ELENCO DEI COMPITI:
1. Dall'estratto fornito, riscrivi il passaggio che comincia con "Modifica wrangler.toml sostituendo" e prosegue fino a "Remoto (per produzione)", sostituendo "migration" con "migrazione".
2. Rispondi alle seguenti domande basandoti sull'estratto fornito.
(a) Con quale comando si copia il file di esempio di configurazione?
(b) Quale nome va inserito nel campo "Application name" della GitHub OAuth App?
(c) Quale comando applica la migration D1 in remoto, per la produzione?

ESTRATTO FORNITO:
----------
3. Configura `wrangler.toml`

Copia il file di esempio e compila i valori reali:

cp wrangler.toml.example wrangler.toml

Modifica wrangler.toml sostituendo <your-d1-database-id> e <your-kv-namespace-id> con i valori ottenuti al passo 2.

4. Applica la migration D1

# Locale (per dev)
npm run db:migrate

# Remoto (per produzione)
npm run db:migrate:remote

5. Crea una GitHub OAuth App

Vai su GitHub Settings > Developer settings > OAuth Apps > New OAuth App
Compila:
- Application name: Second Brain MCP
- Homepage URL: https://second-brain.<tuo-subdomain>.workers.dev
- Authorization callback URL: https://second-brain.<tuo-subdomain>.workers.dev/callback
Annota il Client ID e genera un Client Secret

6. Imposta i segreti

# OAuth
npx wrangler secret put GITHUB_CLIENT_ID
npx wrangler secret put GITHUB_CLIENT_SECRET
npx wrangler secret put COOKIE_ENCRYPTION_KEY

# GitHub webhook sync (opzionale, solo se usi il sync automatico)
----------
MATERIALE FORNITO:
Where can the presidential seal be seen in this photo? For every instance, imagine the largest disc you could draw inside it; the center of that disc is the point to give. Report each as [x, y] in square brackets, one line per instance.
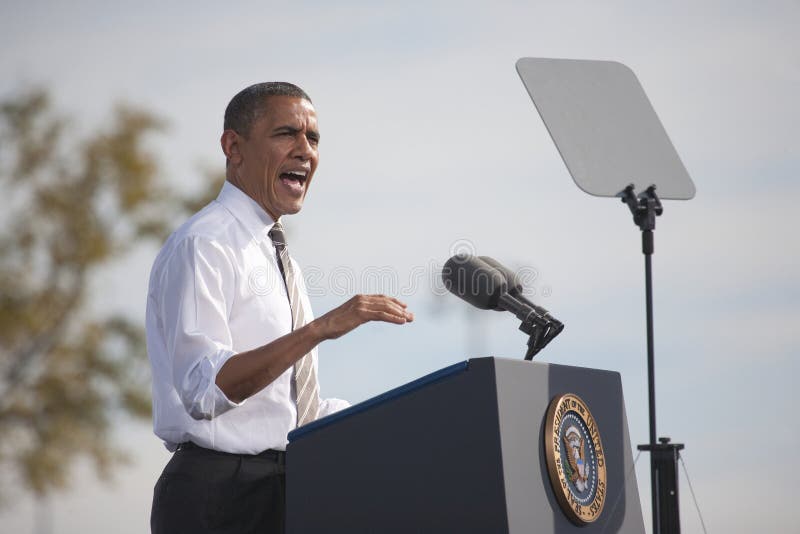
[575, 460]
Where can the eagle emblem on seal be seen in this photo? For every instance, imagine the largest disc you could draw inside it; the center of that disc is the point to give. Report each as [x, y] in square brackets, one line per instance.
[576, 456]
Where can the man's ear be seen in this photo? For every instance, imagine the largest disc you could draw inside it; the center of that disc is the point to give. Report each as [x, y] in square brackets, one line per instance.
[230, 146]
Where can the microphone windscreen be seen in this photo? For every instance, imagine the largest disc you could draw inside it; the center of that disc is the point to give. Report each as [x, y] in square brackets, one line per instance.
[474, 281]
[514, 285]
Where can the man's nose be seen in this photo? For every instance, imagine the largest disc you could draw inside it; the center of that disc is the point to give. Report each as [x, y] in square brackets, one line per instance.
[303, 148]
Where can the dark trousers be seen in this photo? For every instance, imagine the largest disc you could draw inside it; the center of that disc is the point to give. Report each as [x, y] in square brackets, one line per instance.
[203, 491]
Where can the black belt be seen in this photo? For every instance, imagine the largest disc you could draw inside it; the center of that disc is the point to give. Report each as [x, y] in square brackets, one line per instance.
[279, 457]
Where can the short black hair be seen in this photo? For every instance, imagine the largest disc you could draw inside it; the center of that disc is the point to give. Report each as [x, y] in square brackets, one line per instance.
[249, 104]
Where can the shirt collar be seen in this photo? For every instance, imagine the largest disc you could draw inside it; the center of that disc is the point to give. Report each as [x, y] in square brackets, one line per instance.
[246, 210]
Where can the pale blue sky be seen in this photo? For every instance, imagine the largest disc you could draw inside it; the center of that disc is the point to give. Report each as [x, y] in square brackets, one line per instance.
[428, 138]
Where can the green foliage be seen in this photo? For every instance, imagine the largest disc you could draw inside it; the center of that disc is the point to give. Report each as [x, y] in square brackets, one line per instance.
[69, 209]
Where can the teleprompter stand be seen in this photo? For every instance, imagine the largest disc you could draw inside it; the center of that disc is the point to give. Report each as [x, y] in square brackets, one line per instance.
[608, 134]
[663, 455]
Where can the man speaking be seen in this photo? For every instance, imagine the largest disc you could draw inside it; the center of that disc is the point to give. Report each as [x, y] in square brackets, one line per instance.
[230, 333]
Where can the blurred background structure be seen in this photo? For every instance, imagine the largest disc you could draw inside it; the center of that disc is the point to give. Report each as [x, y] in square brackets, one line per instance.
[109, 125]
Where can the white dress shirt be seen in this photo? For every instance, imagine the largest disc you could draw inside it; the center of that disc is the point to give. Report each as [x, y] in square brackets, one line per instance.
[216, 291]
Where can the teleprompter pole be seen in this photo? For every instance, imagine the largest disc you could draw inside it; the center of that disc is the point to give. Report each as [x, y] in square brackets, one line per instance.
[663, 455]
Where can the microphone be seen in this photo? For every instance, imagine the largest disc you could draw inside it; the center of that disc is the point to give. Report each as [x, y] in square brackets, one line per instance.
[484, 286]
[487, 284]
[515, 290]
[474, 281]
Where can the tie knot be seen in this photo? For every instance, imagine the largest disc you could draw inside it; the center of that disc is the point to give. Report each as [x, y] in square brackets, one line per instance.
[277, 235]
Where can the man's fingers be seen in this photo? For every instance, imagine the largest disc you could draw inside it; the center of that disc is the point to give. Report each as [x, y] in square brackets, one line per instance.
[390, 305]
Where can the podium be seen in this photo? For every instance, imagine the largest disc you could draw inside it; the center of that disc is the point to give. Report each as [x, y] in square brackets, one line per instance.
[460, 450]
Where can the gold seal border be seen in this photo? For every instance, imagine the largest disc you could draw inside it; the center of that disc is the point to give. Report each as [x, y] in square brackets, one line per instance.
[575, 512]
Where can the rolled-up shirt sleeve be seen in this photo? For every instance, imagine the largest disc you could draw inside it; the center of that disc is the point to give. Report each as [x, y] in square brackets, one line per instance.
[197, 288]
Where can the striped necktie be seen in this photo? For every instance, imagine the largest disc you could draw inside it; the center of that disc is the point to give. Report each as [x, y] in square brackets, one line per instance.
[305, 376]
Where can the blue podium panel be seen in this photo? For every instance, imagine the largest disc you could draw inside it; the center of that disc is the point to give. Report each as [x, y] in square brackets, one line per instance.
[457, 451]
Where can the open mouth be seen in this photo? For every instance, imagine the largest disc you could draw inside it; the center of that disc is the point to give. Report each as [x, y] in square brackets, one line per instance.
----------
RISPOSTE AI COMPITI:
1.
Modifica wrangler.toml sostituendo <your-d1-database-id> e <your-kv-namespace-id> con i valori ottenuti al passo 2.

4. Applica la migrazione D1

# Locale (per dev)
npm run db:migrate

# Remoto (per produzione)

2.
(a) cp wrangler.toml.example wrangler.toml
(b) Second Brain MCP
(c) npm run db:migrate:remote